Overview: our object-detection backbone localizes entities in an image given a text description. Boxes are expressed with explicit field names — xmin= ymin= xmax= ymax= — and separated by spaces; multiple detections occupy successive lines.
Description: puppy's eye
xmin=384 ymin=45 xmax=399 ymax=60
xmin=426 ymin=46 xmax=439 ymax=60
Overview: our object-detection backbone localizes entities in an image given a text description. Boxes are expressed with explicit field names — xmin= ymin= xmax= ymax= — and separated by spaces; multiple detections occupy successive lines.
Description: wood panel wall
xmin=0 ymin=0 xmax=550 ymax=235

::::::::

• _WHAT YOU WILL DO_:
Rewrite every line of the rows above as a JSON list of strings, with one string per line and blank lines left out.

• _PROBLEM SOLUTION_:
[
  "Overview: our object-detection backbone localizes entities in an image given a text description. Boxes are expressed with explicit field names — xmin= ymin= xmax= ymax= — and separated by spaces; multiple detections occupy successive lines.",
  "Description: puppy's eye",
  "xmin=384 ymin=45 xmax=399 ymax=60",
  "xmin=426 ymin=46 xmax=439 ymax=60",
  "Overview: our object-detection backbone localizes entities in an image given a text description. Boxes are expressed with explicit field names — xmin= ymin= xmax= ymax= — and separated by spaces; multiple detections occupy successive lines.",
  "Description: wood panel wall",
  "xmin=0 ymin=0 xmax=550 ymax=235"
]